[START Information supplied]
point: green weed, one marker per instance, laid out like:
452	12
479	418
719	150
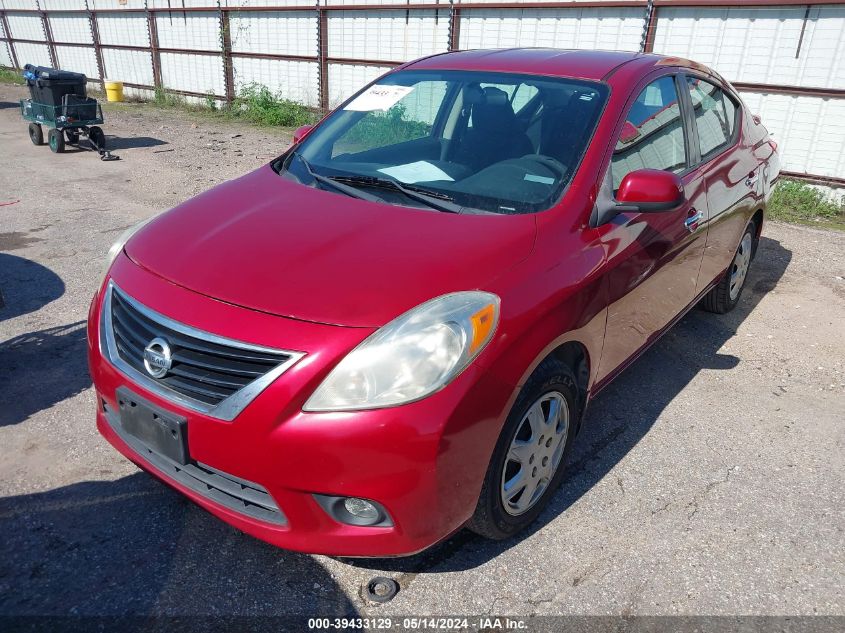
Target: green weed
[END Information supplied]
Given exercise:
Please copy the records above word for word, leaving out the pictures.

Problem solution:
point: green weed, one marker per instance, laid out like:
452	12
479	418
719	150
Target: green weed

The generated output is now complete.